> _Given task A_
According to the excerpt on hybrid summary-judgment motions, which standard of review is applied first?
> _Given task B_
Translate this sentence from the excerpt on hybrid summary-judgment motions into Spanish: "When a party files a hybrid summary-judgment motion on both no-evidence and traditional grounds, we first review the trial court's judgment under the no-evidence standard of review."
> _Given task C_
Return the stretch of the excerpt on hybrid summary-judgment motions from "When a party" through "S.W.3d at 816.", copied word for word.

> _Excerpt to read_

When a party files a hybrid summary-judgment motion on both no-evidence and traditional grounds, we first review the trial court's judgment under the no-evidence standard of review. Ford Motor Co. v. Ridgway, 135 S.W.3d 598, 600 (Tex. 2004); All American Telephone, Inc. v. USLD Communications, Inc., 291 S.W.3d 518, 526 (Tex. App.-Fort Worth 2009, pet. denied); E. Hill Marine, Inc. v. Rinker Boat Co., 229 S.W.3d 813, 816 (Tex. App.- Fort Worth 2007, pet. denied). If the non-movant failed to produce more than a scintilla of evidence under the standards of Rule 166a(i), then there is no need to analyze whether the movant's summary-judgment proof satisfied the less stringent burden set forth for traditional summary judgment under Rule 166a(c). Tex.R.Civ.P. 166a(c) & (d); E. Hill Marine, Inc., 229 S.W.3d at 816.

> _Extracted material_
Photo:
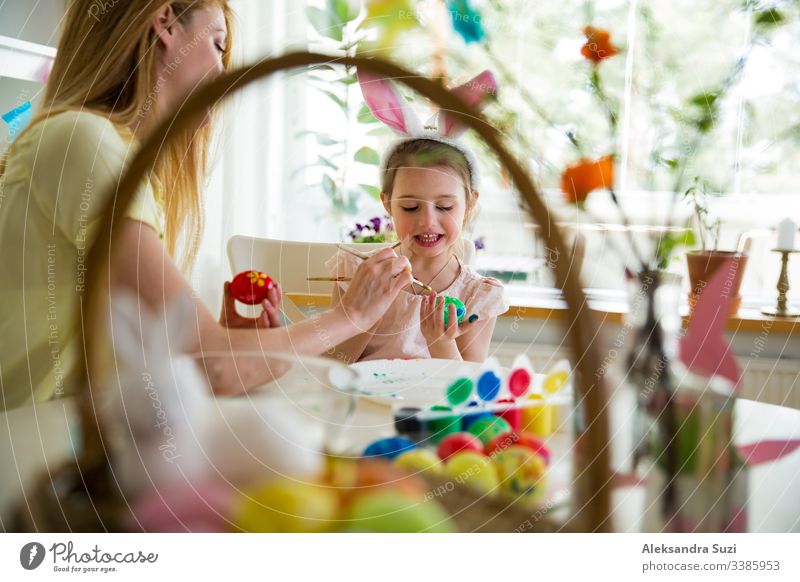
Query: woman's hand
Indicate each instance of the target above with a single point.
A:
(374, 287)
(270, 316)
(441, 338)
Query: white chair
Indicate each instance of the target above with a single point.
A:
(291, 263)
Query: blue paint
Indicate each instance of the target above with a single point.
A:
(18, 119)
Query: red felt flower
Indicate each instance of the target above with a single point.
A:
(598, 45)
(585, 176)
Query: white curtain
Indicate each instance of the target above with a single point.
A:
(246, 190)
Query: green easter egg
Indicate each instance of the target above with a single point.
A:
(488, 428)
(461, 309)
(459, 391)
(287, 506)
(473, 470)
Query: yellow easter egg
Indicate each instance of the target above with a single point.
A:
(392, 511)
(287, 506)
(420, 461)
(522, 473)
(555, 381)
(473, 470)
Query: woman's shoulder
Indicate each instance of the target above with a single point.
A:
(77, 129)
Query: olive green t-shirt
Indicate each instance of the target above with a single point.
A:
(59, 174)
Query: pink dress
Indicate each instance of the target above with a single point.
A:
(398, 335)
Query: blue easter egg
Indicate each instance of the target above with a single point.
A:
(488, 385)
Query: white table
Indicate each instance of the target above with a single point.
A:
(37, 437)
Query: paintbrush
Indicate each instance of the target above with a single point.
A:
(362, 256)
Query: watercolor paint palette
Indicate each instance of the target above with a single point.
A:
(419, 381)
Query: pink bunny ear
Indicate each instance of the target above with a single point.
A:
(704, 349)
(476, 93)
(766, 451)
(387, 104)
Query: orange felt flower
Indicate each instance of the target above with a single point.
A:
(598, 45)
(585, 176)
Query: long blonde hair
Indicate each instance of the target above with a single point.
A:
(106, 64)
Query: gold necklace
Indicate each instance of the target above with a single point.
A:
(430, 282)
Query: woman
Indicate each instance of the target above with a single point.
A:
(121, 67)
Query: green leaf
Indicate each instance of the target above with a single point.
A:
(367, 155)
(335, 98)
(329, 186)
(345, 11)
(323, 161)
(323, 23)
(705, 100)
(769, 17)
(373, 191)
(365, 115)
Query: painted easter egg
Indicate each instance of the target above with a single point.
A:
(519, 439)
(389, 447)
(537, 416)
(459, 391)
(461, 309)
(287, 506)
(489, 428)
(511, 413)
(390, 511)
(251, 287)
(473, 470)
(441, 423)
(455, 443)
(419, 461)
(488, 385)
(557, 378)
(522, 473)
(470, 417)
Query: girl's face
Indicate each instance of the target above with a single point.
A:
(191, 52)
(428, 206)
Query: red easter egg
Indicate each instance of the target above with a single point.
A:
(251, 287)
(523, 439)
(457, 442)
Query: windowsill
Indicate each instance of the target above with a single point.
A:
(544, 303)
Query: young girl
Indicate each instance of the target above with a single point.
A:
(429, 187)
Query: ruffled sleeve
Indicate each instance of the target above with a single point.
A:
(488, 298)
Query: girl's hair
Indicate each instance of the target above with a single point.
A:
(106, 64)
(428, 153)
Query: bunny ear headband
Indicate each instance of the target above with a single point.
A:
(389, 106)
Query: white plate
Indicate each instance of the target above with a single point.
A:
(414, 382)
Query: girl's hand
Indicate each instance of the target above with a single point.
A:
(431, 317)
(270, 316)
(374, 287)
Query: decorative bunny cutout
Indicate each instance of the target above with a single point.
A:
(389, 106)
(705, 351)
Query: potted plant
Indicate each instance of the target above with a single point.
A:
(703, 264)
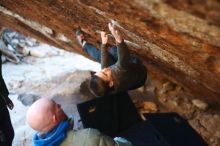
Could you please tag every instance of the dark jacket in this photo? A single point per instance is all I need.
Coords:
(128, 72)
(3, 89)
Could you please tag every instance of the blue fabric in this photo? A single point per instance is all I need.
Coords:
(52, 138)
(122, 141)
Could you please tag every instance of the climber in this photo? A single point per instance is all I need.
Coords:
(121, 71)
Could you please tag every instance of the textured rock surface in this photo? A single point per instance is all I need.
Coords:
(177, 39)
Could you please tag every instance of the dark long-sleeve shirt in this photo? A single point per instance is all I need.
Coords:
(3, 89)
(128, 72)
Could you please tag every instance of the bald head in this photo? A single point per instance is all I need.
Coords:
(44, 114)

> _Correct result A_
The no-evidence standard of review.

> _Correct result B_
Cuando una parte presenta una moción híbrida de juicio sumario fundada tanto en la falta de pruebas como en motivos tradicionales, primero revisamos la sentencia del tribunal de primera instancia conforme al estándar de revisión de falta de pruebas.

> _Correct result C_
When a party files a hybrid summary-judgment motion on both no-evidence and traditional grounds, we first review the trial court's judgment under the no-evidence standard of review. Ford Motor Co. v. Ridgway, 135 S.W.3d 598, 600 (Tex. 2004); All American Telephone, Inc. v. USLD Communications, Inc., 291 S.W.3d 518, 526 (Tex. App.-Fort Worth 2009, pet. denied); E. Hill Marine, Inc. v. Rinker Boat Co., 229 S.W.3d 813, 816 (Tex. App.- Fort Worth 2007, pet. denied). If the non-movant failed to produce more than a scintilla of evidence under the standards of Rule 166a(i), then there is no need to analyze whether the movant's summary-judgment proof satisfied the less stringent burden set forth for traditional summary judgment under Rule 166a(c). Tex.R.Civ.P. 166a(c) & (d); E. Hill Marine, Inc., 229 S.W.3d at 816.